**AIM OF THE EXERCISE**. Repeat the line that contains "For the dataset, tag each instance of the concrete floor" and all lines after it through the end, exactly as they are, minus the pictures.

━━ DATA SUPPLIED

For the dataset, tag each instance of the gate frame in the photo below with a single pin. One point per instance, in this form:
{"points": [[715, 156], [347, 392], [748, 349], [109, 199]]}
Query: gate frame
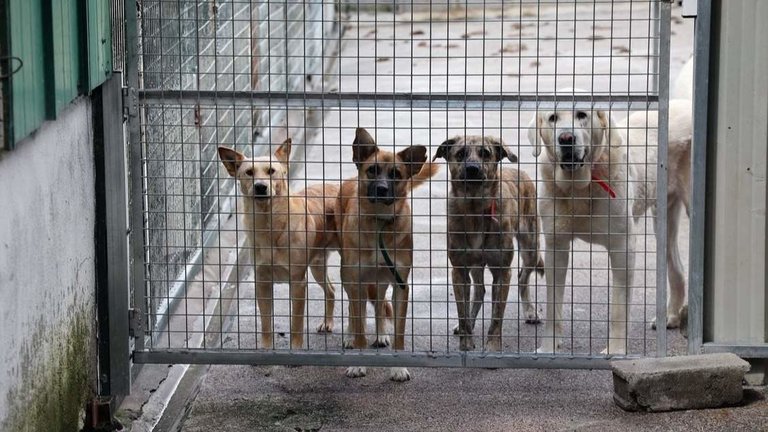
{"points": [[660, 9]]}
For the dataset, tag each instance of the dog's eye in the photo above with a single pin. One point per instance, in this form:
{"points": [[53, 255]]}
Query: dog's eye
{"points": [[372, 170]]}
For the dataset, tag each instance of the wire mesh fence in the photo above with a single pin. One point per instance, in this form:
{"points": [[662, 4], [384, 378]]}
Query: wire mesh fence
{"points": [[225, 231]]}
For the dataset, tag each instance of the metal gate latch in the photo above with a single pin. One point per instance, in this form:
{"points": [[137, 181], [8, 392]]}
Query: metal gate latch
{"points": [[135, 324]]}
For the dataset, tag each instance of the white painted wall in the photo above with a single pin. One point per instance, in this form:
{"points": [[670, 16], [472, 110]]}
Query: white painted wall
{"points": [[47, 280]]}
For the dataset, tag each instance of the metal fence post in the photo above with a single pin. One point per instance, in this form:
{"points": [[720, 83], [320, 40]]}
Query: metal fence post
{"points": [[111, 238], [698, 177]]}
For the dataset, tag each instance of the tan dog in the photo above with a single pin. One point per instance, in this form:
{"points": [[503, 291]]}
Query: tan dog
{"points": [[585, 195], [372, 209], [488, 208], [286, 233]]}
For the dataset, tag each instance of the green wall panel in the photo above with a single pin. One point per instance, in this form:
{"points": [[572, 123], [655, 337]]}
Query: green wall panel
{"points": [[28, 84], [99, 42], [66, 49], [66, 74]]}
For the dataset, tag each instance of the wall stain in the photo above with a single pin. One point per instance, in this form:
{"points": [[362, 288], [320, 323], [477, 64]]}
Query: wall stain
{"points": [[53, 391]]}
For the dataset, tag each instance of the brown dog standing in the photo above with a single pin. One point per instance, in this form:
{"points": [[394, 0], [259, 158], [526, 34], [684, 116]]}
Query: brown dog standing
{"points": [[488, 208], [372, 209], [286, 233]]}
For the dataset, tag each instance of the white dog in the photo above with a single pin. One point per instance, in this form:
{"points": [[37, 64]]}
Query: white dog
{"points": [[585, 195], [640, 130]]}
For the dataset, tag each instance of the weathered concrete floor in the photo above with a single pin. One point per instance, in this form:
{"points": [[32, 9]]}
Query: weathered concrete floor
{"points": [[246, 398]]}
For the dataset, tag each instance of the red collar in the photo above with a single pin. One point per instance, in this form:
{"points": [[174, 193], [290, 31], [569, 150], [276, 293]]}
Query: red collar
{"points": [[603, 184]]}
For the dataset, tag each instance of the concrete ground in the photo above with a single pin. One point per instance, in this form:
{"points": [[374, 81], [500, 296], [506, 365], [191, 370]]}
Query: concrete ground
{"points": [[408, 53]]}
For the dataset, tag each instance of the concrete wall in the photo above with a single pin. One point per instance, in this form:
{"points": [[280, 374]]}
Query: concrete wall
{"points": [[47, 280]]}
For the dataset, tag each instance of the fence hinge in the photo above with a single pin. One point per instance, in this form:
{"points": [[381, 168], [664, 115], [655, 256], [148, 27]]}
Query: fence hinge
{"points": [[135, 324], [130, 103]]}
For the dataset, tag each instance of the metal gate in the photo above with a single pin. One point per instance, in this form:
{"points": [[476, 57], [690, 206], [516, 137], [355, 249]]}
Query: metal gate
{"points": [[247, 74]]}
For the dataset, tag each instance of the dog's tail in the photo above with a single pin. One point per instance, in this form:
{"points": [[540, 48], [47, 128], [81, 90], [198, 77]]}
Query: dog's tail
{"points": [[427, 171]]}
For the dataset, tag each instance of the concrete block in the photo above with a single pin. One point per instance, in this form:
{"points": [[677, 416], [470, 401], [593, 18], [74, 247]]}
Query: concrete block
{"points": [[676, 383]]}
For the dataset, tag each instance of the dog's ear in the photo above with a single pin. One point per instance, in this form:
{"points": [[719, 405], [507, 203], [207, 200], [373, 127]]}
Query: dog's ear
{"points": [[414, 158], [363, 146], [442, 150], [231, 159], [283, 153], [611, 134], [502, 151], [534, 136]]}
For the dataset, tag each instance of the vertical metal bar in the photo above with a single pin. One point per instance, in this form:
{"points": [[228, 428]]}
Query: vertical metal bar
{"points": [[136, 188], [661, 179], [111, 239], [698, 176]]}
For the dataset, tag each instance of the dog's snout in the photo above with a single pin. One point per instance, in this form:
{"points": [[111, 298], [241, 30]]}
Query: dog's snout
{"points": [[260, 190], [381, 192], [473, 171], [566, 138]]}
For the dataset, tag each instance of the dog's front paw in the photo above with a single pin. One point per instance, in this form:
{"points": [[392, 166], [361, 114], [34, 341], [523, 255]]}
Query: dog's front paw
{"points": [[382, 341], [467, 343], [399, 374], [265, 342], [673, 322], [548, 346], [356, 372], [325, 327], [615, 347], [493, 344], [531, 316]]}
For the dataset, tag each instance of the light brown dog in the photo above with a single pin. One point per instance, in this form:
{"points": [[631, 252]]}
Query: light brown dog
{"points": [[488, 208], [372, 210], [287, 233]]}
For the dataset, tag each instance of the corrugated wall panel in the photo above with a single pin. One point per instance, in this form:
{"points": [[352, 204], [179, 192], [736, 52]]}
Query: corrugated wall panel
{"points": [[736, 303]]}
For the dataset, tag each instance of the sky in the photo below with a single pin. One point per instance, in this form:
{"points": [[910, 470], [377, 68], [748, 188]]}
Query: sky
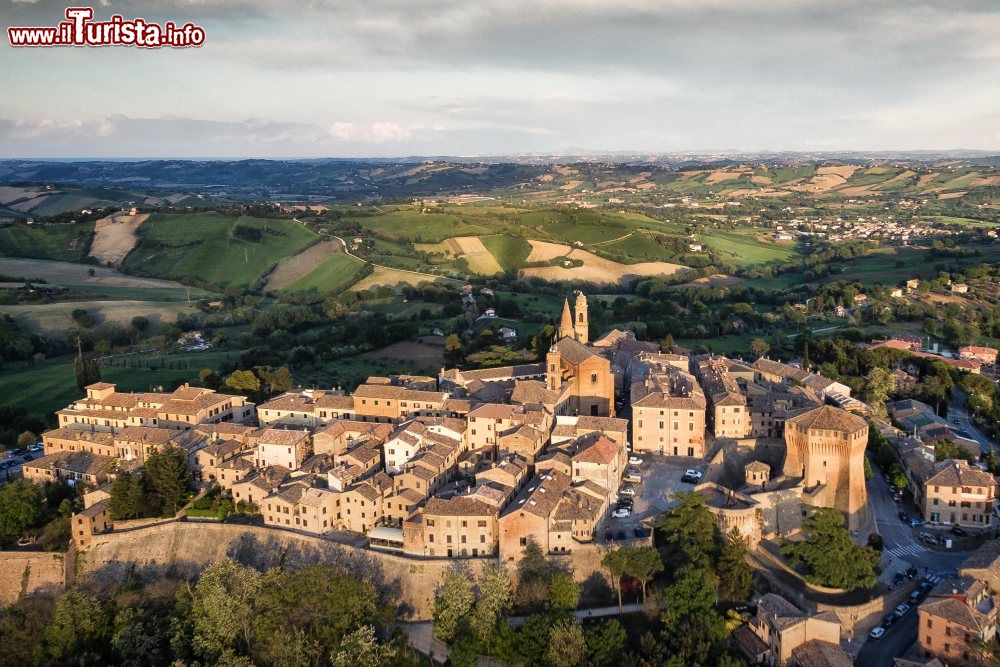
{"points": [[385, 78]]}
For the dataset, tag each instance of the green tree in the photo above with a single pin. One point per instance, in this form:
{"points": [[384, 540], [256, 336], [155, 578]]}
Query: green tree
{"points": [[85, 368], [534, 571], [168, 477], [277, 380], [453, 603], [878, 387], [79, 631], [567, 646], [243, 381], [693, 629], [759, 347], [311, 610], [223, 608], [735, 572], [830, 556], [127, 499], [22, 506], [644, 563], [564, 593], [493, 603], [606, 643], [947, 449], [616, 563], [691, 532]]}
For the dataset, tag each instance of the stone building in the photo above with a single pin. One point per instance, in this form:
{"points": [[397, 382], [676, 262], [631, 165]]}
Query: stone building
{"points": [[825, 446]]}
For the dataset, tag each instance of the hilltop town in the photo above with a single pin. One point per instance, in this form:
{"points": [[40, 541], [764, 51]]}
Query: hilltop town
{"points": [[580, 454]]}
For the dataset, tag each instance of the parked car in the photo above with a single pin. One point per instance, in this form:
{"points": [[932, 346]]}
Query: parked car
{"points": [[691, 477]]}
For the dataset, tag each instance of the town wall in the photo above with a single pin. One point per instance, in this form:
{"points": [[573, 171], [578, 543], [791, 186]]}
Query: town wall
{"points": [[24, 572]]}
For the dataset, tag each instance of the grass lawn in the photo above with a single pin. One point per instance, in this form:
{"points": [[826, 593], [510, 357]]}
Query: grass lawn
{"points": [[202, 247], [744, 248], [509, 251], [55, 318], [45, 388], [68, 243], [334, 275]]}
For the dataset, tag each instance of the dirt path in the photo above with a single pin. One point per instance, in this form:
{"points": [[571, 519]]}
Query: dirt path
{"points": [[115, 236]]}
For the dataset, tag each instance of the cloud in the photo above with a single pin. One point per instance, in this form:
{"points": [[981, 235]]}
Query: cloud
{"points": [[397, 77]]}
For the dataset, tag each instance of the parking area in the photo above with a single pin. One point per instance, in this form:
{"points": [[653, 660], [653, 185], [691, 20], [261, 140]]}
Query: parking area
{"points": [[654, 495]]}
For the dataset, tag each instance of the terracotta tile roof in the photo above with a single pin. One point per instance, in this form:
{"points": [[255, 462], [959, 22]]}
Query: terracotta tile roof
{"points": [[458, 506], [83, 463], [573, 351], [601, 450], [827, 418], [816, 653], [399, 393], [283, 437], [956, 472]]}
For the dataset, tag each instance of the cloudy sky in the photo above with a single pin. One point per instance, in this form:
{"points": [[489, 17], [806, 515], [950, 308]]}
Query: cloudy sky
{"points": [[307, 78]]}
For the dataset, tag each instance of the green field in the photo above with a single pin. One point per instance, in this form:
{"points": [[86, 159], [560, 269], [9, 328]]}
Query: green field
{"points": [[46, 388], [509, 251], [333, 275], [201, 247], [742, 247], [69, 243]]}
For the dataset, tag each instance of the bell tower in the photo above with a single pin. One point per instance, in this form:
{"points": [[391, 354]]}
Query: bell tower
{"points": [[553, 368], [566, 327], [581, 321]]}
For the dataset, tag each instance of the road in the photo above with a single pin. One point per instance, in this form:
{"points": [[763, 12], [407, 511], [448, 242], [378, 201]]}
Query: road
{"points": [[893, 644], [957, 410], [14, 471], [901, 549]]}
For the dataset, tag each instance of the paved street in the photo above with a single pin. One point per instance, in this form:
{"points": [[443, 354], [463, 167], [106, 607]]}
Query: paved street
{"points": [[901, 550], [957, 410], [661, 479]]}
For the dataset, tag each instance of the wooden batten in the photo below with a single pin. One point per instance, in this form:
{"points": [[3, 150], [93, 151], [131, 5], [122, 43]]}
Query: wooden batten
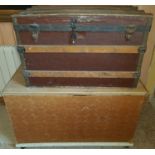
{"points": [[17, 87], [81, 49], [1, 100], [81, 74]]}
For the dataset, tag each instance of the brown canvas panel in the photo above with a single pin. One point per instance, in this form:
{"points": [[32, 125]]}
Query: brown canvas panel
{"points": [[82, 61], [58, 81], [45, 118], [82, 38], [107, 19]]}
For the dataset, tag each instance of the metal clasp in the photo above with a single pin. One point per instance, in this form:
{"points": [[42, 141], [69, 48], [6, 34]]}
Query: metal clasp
{"points": [[129, 32], [34, 28]]}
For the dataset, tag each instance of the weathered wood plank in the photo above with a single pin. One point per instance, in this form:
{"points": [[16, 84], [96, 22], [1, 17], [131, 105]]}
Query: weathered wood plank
{"points": [[76, 74], [74, 118], [17, 87], [4, 66], [81, 49]]}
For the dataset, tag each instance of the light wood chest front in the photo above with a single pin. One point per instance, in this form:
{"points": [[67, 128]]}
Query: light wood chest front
{"points": [[72, 114]]}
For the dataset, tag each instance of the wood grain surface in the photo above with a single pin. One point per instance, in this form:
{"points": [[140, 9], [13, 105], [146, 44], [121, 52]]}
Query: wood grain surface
{"points": [[82, 61], [74, 118], [82, 82], [81, 49]]}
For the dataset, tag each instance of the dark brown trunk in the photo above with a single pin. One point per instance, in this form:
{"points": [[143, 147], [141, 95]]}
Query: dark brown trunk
{"points": [[105, 82], [82, 61]]}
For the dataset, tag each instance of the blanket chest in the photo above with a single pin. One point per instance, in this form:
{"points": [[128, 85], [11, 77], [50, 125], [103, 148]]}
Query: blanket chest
{"points": [[82, 45], [56, 115]]}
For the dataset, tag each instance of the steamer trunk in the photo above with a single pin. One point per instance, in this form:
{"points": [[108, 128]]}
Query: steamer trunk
{"points": [[72, 114], [82, 39]]}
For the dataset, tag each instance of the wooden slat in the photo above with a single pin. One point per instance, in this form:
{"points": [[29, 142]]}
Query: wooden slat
{"points": [[74, 118], [82, 49], [7, 33], [1, 36], [9, 59], [1, 100], [1, 81], [4, 66], [16, 57], [85, 74], [17, 87]]}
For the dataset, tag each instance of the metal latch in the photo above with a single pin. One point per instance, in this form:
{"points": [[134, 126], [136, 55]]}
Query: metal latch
{"points": [[129, 32], [34, 28]]}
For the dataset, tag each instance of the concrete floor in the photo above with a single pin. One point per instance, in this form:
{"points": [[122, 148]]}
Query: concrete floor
{"points": [[144, 135]]}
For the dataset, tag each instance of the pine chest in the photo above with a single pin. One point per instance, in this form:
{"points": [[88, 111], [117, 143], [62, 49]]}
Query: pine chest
{"points": [[82, 45]]}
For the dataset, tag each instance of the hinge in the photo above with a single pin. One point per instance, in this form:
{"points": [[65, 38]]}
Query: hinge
{"points": [[26, 73], [142, 49], [20, 49], [137, 75]]}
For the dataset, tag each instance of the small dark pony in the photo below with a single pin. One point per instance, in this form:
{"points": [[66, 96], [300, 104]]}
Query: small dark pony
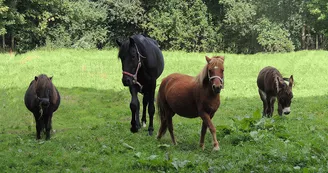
{"points": [[191, 97], [142, 63], [272, 85], [42, 99]]}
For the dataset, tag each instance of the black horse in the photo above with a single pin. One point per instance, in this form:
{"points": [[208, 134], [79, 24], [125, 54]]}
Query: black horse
{"points": [[142, 63], [42, 99]]}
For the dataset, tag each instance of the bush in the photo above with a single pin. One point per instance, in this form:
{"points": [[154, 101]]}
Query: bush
{"points": [[273, 38]]}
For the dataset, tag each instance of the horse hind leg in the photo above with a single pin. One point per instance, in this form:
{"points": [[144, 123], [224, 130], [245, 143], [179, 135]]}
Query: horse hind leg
{"points": [[144, 110], [202, 135], [165, 115], [39, 124], [265, 104], [207, 120], [170, 127], [48, 124]]}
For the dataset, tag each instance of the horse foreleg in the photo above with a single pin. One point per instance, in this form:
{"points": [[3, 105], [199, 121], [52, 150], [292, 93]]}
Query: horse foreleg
{"points": [[202, 135], [207, 120], [270, 102], [48, 123], [151, 108], [134, 106], [265, 104], [144, 110], [39, 124], [170, 127]]}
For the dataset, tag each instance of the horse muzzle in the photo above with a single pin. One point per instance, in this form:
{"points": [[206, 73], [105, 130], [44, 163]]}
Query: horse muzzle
{"points": [[127, 81], [216, 89], [286, 110]]}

━━━━

**EXPECTED ANSWER**.
For the dataset, tag each instance of the concrete floor in the photo above with a single pin. One point per instance, in this form:
{"points": [[122, 148]]}
Query: concrete floor
{"points": [[144, 135]]}
For the dataset, tag each instance of the pine chest in the photo above with a single pin. One point per instance, in this form:
{"points": [[88, 111], [117, 143], [62, 49]]}
Query: pine chest
{"points": [[82, 45]]}
For the dataset, tag each instance of the hinge in the photo above with a single pin. One point per instance, in this form:
{"points": [[65, 38]]}
Query: hinge
{"points": [[26, 73], [142, 49], [20, 49], [137, 75]]}
For the dataset, tag each instance of the small dark pony in the photo below with a single pin. One point per instance, in this form:
{"points": [[66, 96], [300, 104]]}
Query: small dark pony
{"points": [[191, 97], [142, 63], [272, 85], [42, 99]]}
For the dataset, tag each instance of the black horse in the photo above with a single pin. One point per instance, in this form:
{"points": [[208, 134], [79, 24], [125, 54]]}
Query: black horse
{"points": [[142, 63], [42, 99]]}
For the dataset, tag each instance of the bush in the photo above with a single pin. One point per instance, in this form:
{"points": [[154, 101]]}
Query: bush
{"points": [[273, 38]]}
For the dataset, tag each instance of the horse hind leg in the photo above with a single pin. One point per instance, in this form:
{"points": [[144, 123], [224, 130], [245, 143], [179, 135]]}
Query: horse hind leg
{"points": [[144, 110], [202, 135], [165, 115], [39, 124], [265, 104], [207, 120], [170, 127], [48, 124]]}
For the dataset, tag each instance of the horse foreleg in the photo above with a single pin. One point per instance, in this form:
{"points": [[3, 105], [199, 121], [52, 150], [292, 93]]}
Query: horse foreleg
{"points": [[202, 135], [207, 120], [270, 102], [48, 123], [151, 108], [134, 106], [265, 104], [144, 110], [39, 124], [170, 127]]}
For the dataset, tag each instance of the horse muzzle in the photo above with a single pin. One point per instance, in this form:
{"points": [[206, 73], [105, 130], [44, 163]]}
Query: horse muzzle
{"points": [[127, 81], [216, 89], [286, 110]]}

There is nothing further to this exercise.